■ EXTRACTED MATERIAL
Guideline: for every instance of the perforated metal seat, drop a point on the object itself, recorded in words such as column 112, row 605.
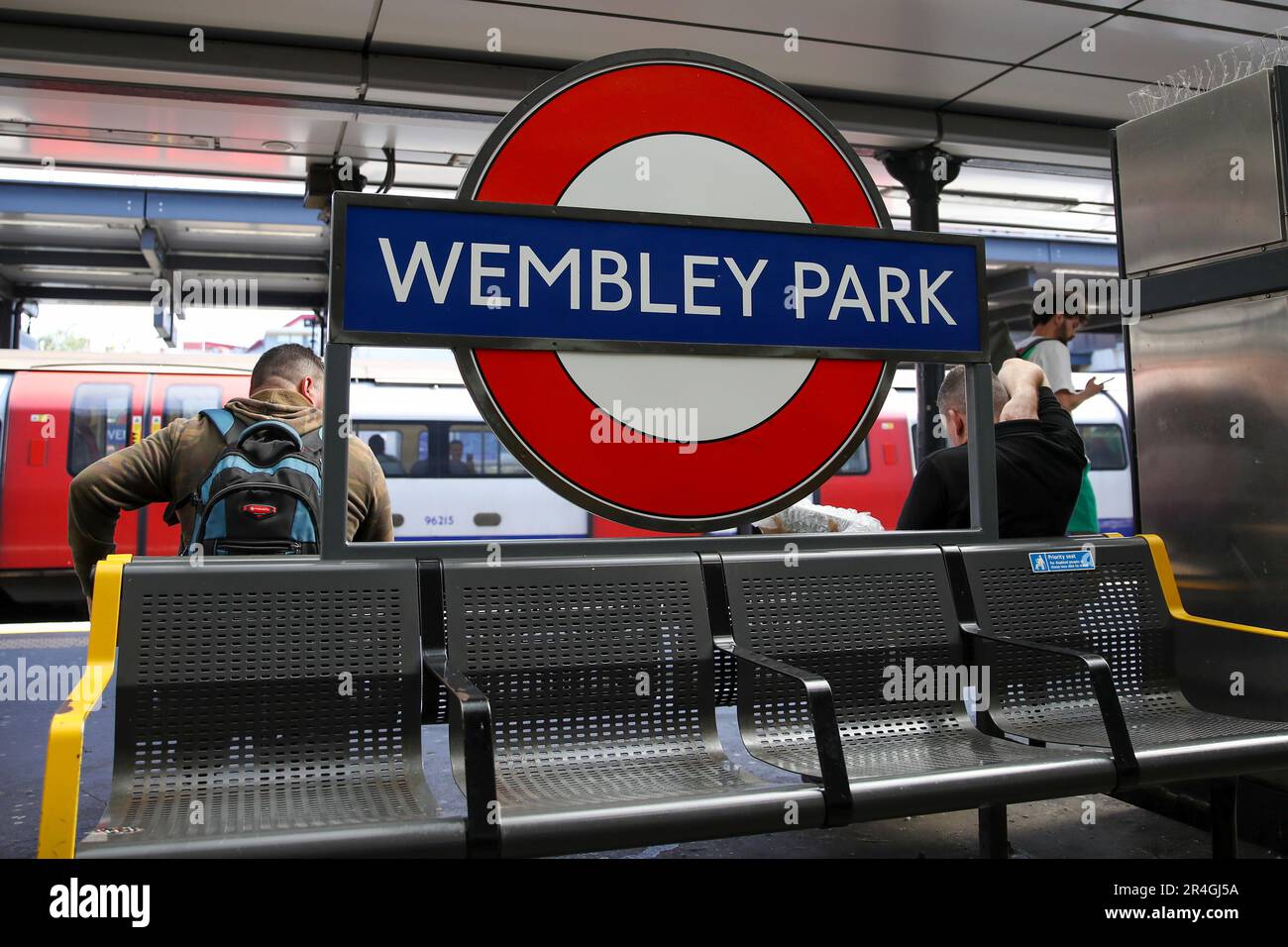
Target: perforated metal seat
column 269, row 707
column 1117, row 608
column 599, row 680
column 851, row 616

■ WHAT YOU SHOULD DO
Give back the material exactly as written, images excluded.

■ EXERCISE SOLUTION
Guideline: for every instance of the perforated metal seat, drop a point on the object itself, recorded in words such as column 112, row 605.
Target: perforated metal seat
column 269, row 707
column 1117, row 608
column 599, row 680
column 851, row 616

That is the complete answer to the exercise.